>> Start The data

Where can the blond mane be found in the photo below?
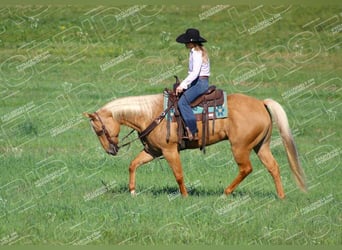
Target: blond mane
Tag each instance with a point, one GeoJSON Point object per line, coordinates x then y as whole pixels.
{"type": "Point", "coordinates": [134, 105]}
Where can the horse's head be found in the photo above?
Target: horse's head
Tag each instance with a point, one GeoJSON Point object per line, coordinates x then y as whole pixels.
{"type": "Point", "coordinates": [106, 129]}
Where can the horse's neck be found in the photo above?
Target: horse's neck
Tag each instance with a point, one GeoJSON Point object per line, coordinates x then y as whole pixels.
{"type": "Point", "coordinates": [136, 112]}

>> End The data

### Goal
Recast every line of the rows above as a JSON list of strings, one string per line, leaving out blank lines and the pictures.

### Written answer
[
  "Where can the blond mane be found in the photo below?",
  "Target: blond mane",
  "Tag each instance with a point, one GeoJSON Point object per line, coordinates x then y as whole pixels.",
  "{\"type\": \"Point\", \"coordinates\": [134, 105]}",
  "Where can the horse's head be found in the photo above?",
  "Target: horse's head",
  "Tag each instance with a point, one GeoJSON Point object per line, coordinates x then y as whole pixels.",
  "{\"type\": \"Point\", \"coordinates\": [106, 129]}",
  "Where can the horse's neck be found in the photo above?",
  "Target: horse's neck",
  "Tag each instance with a point, one GeoJSON Point object per line, coordinates x then y as whole pixels.",
  "{\"type\": \"Point\", \"coordinates\": [136, 112]}"
]